--- Instruction ---
From the listing below, keep only the lines that contain the word "player" and copy each of them out.

Begin Records for this exercise

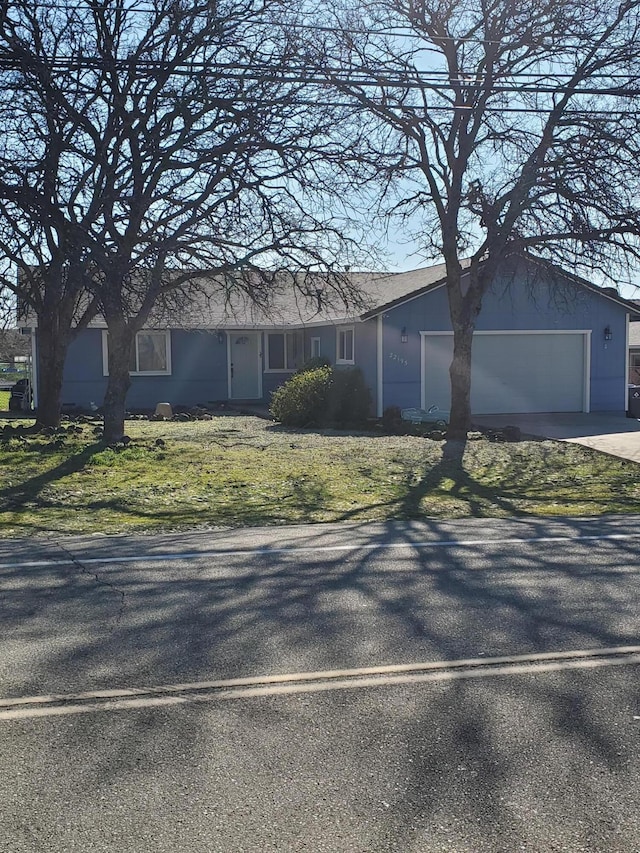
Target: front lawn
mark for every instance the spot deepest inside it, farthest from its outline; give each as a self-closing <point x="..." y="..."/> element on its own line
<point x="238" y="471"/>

End Records for this exercise
Begin Records for this exercise

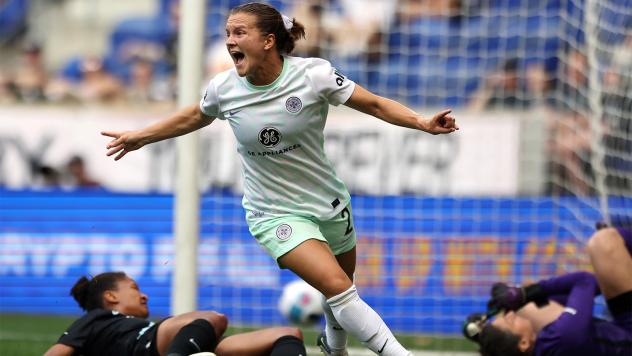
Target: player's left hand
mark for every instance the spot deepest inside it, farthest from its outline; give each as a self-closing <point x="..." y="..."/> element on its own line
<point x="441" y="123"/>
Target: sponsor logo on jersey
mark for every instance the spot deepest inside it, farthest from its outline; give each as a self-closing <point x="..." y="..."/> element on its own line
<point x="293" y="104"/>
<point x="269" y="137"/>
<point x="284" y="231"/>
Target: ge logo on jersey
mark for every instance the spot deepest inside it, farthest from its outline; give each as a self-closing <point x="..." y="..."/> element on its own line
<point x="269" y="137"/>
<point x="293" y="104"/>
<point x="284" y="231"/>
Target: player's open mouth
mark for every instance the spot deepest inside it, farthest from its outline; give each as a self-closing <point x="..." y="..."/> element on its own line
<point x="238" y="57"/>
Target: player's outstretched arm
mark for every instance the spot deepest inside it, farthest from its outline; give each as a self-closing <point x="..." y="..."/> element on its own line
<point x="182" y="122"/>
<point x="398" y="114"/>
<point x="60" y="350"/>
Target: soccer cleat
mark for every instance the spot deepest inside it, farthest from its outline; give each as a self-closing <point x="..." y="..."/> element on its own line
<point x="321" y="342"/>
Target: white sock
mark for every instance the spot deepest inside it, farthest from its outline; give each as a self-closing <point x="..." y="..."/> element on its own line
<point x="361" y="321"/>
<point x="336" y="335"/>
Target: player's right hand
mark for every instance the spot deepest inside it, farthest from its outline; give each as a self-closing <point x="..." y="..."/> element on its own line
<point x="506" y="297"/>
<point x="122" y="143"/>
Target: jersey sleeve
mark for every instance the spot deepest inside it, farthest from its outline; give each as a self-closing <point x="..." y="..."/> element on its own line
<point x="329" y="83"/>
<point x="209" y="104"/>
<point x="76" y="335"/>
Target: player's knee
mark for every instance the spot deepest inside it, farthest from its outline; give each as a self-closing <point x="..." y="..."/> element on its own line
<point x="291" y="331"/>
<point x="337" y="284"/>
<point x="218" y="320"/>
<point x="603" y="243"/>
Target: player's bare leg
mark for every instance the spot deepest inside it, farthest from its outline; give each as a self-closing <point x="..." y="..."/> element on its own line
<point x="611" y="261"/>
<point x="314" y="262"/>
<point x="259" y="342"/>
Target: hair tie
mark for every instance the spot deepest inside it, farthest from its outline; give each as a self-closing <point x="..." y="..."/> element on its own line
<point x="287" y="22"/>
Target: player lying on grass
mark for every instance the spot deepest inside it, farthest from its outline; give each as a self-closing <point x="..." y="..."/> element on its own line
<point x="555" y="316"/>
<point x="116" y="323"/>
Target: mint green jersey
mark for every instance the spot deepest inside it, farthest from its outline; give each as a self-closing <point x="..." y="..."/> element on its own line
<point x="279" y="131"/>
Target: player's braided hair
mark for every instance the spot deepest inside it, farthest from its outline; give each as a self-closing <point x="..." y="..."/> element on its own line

End Records for this exercise
Begin Records for this exercise

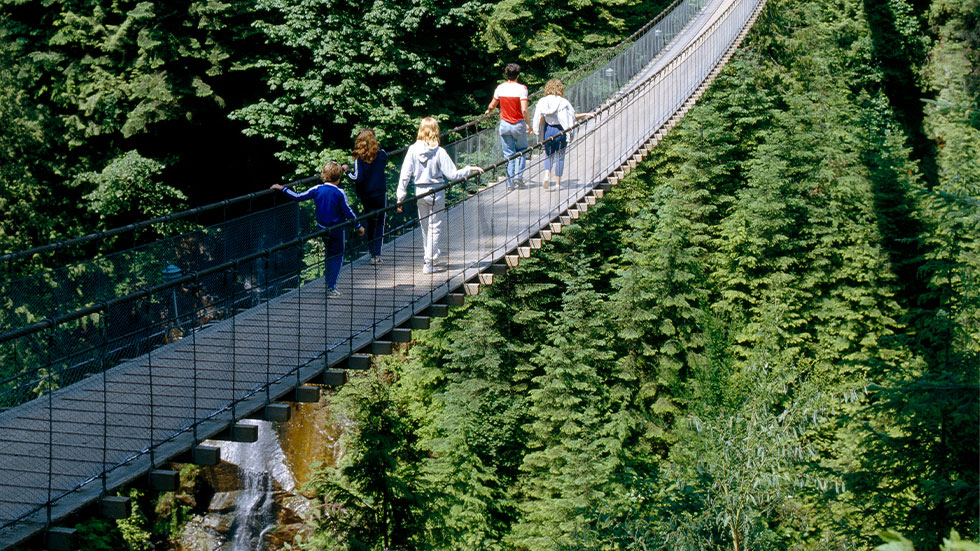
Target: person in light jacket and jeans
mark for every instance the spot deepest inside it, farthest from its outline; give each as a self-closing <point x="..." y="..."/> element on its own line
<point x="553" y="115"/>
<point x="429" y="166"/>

End Records for this exercise

--- Task solution ---
Target: player's left hand
Target: player's open mouth
Target: player's outstretched arm
Target: player's right hand
Target: player's knee
Target: player's bare leg
Target: player lying on grass
Target: player's braided hair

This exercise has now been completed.